Task prompt
Nothing but the lines from the one containing "braided hair in this photo." through the last line of the records below should be written out, each exactly as it stands.

Records supplied
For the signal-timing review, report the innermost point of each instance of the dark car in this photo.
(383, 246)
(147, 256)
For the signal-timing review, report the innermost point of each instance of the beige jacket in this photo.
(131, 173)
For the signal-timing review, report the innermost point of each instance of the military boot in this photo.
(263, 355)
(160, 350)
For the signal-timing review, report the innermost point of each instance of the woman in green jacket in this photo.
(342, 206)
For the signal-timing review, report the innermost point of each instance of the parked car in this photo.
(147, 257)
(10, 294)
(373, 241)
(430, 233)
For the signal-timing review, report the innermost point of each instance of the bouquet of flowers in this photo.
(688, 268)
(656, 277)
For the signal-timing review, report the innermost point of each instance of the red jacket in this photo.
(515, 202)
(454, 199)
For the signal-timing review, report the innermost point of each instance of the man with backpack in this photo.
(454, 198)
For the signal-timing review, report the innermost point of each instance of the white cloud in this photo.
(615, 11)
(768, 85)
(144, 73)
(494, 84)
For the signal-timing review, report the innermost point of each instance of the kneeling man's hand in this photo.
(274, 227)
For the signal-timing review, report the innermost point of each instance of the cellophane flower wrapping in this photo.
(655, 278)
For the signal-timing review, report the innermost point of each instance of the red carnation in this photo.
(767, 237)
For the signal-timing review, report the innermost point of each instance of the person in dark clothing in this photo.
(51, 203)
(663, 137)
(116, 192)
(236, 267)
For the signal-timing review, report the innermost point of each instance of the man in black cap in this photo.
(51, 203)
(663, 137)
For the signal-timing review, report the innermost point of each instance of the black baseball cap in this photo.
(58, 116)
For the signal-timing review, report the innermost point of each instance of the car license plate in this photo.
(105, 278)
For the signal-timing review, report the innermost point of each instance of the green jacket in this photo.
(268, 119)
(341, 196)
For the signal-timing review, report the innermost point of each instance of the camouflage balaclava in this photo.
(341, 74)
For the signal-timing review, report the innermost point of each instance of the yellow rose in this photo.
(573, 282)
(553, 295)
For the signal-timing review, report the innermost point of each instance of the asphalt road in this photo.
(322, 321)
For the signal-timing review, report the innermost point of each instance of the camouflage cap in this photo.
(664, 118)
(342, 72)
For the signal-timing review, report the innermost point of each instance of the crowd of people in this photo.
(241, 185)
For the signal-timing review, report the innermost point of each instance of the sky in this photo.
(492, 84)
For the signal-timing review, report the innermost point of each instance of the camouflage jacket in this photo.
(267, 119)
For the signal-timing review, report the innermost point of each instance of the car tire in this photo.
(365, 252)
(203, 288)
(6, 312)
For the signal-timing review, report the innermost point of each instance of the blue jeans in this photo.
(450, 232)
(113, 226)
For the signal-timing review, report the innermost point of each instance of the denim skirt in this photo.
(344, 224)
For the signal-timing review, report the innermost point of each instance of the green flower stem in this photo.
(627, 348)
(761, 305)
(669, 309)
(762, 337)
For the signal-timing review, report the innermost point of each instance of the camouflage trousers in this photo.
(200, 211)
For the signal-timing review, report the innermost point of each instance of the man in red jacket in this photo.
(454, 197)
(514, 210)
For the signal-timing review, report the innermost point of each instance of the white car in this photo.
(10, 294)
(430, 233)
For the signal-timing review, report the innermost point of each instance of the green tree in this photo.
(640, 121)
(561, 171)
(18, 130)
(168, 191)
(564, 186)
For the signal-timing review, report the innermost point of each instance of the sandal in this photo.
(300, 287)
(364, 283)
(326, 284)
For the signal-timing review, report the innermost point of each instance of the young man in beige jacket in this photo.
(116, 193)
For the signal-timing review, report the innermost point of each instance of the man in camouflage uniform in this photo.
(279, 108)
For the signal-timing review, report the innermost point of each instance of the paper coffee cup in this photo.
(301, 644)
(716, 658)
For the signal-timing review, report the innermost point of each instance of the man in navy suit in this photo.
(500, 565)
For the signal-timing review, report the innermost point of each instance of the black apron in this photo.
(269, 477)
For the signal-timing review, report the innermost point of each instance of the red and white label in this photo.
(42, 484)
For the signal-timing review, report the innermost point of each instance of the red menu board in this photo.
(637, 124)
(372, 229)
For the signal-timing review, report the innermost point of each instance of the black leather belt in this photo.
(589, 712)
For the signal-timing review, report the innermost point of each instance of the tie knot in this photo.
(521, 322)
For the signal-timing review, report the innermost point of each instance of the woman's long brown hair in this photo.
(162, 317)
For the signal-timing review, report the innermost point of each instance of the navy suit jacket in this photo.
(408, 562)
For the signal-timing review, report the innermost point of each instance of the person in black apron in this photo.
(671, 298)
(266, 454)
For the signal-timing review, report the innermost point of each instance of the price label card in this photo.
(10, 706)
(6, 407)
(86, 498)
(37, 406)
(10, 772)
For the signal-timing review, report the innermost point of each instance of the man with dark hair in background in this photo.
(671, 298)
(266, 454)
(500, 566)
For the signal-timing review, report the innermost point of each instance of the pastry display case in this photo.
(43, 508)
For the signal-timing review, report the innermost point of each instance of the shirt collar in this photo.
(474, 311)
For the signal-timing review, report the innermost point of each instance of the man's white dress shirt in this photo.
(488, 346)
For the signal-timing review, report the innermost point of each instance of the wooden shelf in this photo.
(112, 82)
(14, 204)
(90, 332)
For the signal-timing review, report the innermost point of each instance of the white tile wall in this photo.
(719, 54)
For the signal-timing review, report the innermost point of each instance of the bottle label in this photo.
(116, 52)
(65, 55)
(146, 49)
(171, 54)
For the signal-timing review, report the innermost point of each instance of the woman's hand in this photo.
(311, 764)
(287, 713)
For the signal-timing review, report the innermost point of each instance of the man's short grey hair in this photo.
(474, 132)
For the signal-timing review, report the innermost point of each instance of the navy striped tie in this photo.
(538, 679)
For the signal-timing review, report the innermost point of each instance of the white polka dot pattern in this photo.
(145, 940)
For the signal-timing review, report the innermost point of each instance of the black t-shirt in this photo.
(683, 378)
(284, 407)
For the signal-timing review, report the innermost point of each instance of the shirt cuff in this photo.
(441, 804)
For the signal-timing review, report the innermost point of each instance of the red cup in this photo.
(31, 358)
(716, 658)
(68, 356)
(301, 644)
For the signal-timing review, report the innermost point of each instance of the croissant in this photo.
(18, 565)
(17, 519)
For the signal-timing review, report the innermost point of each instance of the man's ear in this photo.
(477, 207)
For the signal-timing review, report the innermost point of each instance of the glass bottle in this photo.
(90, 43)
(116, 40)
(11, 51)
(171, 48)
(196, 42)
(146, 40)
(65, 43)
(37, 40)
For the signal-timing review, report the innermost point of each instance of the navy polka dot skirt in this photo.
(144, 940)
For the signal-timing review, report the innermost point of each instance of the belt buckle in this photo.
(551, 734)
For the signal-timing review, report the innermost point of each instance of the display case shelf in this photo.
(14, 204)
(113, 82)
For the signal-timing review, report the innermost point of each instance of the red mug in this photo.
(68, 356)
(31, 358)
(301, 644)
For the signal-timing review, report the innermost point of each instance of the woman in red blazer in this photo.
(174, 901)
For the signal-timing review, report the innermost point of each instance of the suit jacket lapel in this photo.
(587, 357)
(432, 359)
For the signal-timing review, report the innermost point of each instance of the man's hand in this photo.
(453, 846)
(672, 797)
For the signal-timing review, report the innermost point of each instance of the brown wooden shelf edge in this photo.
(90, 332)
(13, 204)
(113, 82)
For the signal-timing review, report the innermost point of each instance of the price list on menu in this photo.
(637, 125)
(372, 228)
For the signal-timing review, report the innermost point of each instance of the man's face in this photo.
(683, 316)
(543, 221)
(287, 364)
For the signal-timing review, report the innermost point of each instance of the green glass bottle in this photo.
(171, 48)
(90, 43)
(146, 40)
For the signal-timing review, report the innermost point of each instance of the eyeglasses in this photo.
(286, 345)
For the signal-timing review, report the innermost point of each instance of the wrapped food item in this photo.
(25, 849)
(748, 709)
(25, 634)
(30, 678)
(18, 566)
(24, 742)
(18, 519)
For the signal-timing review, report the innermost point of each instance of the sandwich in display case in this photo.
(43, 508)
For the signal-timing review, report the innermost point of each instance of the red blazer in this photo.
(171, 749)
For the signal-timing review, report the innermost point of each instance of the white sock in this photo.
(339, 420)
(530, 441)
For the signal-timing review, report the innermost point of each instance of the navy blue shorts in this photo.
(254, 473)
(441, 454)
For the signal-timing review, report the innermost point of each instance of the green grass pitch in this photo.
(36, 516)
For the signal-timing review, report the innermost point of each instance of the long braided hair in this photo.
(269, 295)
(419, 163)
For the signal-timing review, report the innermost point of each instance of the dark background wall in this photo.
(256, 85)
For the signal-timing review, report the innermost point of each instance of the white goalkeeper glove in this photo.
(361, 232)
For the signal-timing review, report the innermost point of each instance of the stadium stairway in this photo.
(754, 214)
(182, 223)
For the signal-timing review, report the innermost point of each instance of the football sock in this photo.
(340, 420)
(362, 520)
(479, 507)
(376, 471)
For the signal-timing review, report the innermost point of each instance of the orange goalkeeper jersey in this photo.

Expected output
For the signal-timing review, report the innermost point of each instance of the long braided hair in this photo.
(269, 295)
(419, 163)
For the signal-timing review, report the innermost point of each instance of the dark background wall in this photo.
(256, 85)
For the signal-timing review, report the innermost point of each instance of the white goalkeeper glove in this photo.
(361, 232)
For the signal-timing review, report the innermost point of each instance of the stadium stairway in this photo.
(754, 214)
(182, 223)
For the signal-timing review, report the innermost point of each instance of the football sock in this photo.
(340, 420)
(362, 520)
(479, 507)
(376, 471)
For the signal-timing review, report the innermost point of each instance of the orange goalkeeper jersey in this photo.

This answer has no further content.